So, I'm guessing, the resultant focal length of the system (whatever that is), will also depend upon the distance between the lenses. How does the power of the lens fit into all this?

That is correct. In the limit where your lenses are thin the powers of two lenses is added as follows: $$\phi_\text{tot} = \phi_1 + \phi_2 - \phi_1\phi_2\tau$$ where the individual powers are given by $\phi_1 = 1/f_1,\phi_2 = 1/f_2$, and $\tau = t/n$. $t$ is the spacing between the two lens elements and $n$ is the index of refraction of the medium between your two lenses ($n=1$ in vacuum). The effective focal length is then $f_\text{effective} = 1/\phi_\text{tot}$

There is a distinction between the effective focal length $f_\text{effective}$, the rear focal length $f_\text{R}$, and the front focal length $f_\text{F}$.

$$f_\text{R} = n_\text{R}f_\text{effective}\quad \quad f_\text{Front} = -n_\text{Front}f_\text{effective}$$ I.e. the front focal length is measured from the front principal plane to the front focal point (negative distance for a positive effective focal length) and the rear focal length is measured from the rear principal plane to the rear focal point (positive distance for a positive effective focal length).

Also, what do they mean by the 'resultant power of the lenses' in the first place? The resultant system of lenses is not going to be like these lenses which have negligible thickness. Where are you going to measure the focal length from?
--
» Work to be completed
For each statement below, answer yes or no to whether it agrees with the passage on combining two thin lenses, and quote the deciding words. (a) The formula for adding the powers holds in the limit where the lenses are thin. (b) The rear focal length is a negative distance for a positive effective focal length. (c) The front focal length is measured from the front principal plane to the front focal point.

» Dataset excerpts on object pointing
--
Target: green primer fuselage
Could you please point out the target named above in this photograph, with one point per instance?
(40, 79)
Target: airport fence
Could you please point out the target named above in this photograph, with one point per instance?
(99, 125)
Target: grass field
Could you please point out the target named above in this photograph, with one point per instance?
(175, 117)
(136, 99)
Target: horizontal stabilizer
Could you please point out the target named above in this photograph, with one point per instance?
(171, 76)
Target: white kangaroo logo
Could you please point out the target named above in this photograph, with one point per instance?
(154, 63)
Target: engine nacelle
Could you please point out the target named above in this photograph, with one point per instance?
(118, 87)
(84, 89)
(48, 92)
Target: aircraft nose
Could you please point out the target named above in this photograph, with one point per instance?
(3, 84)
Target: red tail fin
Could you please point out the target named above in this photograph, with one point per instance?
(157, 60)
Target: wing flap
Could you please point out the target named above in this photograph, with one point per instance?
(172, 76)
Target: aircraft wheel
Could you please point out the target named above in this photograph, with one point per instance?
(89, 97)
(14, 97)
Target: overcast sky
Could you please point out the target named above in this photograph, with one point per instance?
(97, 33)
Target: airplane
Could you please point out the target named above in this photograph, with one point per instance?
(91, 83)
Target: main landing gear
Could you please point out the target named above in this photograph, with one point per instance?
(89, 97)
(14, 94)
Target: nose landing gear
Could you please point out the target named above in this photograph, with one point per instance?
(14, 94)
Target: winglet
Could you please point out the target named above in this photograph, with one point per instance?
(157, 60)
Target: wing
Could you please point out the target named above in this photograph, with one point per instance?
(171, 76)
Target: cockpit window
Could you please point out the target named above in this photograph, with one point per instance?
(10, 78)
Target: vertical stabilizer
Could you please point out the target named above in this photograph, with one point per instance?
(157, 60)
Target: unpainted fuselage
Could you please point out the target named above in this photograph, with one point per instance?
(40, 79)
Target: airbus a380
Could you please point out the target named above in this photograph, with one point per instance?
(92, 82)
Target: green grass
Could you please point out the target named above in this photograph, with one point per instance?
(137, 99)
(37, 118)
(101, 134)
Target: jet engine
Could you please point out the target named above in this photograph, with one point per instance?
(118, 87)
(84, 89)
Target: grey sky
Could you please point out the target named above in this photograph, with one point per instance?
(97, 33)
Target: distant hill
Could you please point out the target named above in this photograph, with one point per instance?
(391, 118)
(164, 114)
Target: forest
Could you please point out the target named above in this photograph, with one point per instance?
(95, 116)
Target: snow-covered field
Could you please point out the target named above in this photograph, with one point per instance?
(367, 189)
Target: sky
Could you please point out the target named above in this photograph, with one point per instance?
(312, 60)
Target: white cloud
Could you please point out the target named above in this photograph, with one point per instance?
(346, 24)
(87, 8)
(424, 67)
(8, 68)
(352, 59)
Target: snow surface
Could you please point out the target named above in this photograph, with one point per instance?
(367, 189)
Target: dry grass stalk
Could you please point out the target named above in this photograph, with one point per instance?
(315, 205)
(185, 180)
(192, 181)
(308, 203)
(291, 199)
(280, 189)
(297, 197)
--
» Output for this task
(a) Yes: "In the limit where your lenses are thin the powers of two lenses is added as follows"
(b) No: "positive distance for a positive effective focal length"
(c) Yes: "the front focal length is measured from the front principal plane to the front focal point"